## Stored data
===============

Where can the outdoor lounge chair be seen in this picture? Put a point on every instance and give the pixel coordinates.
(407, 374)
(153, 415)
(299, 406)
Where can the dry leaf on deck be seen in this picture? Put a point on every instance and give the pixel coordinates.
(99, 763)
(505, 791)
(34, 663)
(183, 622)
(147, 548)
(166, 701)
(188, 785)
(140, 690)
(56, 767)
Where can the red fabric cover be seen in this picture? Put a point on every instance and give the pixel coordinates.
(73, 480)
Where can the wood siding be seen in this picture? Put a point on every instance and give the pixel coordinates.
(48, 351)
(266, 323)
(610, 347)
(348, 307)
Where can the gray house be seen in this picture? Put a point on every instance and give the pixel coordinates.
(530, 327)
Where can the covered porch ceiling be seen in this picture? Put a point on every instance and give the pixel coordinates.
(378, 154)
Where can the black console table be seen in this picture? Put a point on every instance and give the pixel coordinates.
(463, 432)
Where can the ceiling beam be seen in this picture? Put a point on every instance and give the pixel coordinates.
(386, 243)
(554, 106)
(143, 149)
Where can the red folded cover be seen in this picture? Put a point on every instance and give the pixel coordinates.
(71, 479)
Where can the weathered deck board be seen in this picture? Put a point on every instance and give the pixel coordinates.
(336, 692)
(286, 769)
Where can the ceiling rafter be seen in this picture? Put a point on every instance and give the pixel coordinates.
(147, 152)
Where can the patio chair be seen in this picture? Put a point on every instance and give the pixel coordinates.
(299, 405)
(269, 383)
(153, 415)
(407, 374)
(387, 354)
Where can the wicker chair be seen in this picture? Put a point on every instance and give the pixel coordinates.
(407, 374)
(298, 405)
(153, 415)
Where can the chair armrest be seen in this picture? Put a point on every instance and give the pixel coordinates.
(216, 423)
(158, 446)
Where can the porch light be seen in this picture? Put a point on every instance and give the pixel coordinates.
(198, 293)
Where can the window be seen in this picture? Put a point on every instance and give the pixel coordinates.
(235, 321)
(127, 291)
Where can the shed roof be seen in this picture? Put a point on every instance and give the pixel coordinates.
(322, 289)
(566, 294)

===============

## Exercise directions
Reproduce the listing above verbatim, starting at the line that contains "Where can the shed" and continuing through the final line of the listing.

## Result of this task
Where can the shed roof be seen in this picture? Put a point on every instance and give the pixel coordinates.
(322, 289)
(566, 294)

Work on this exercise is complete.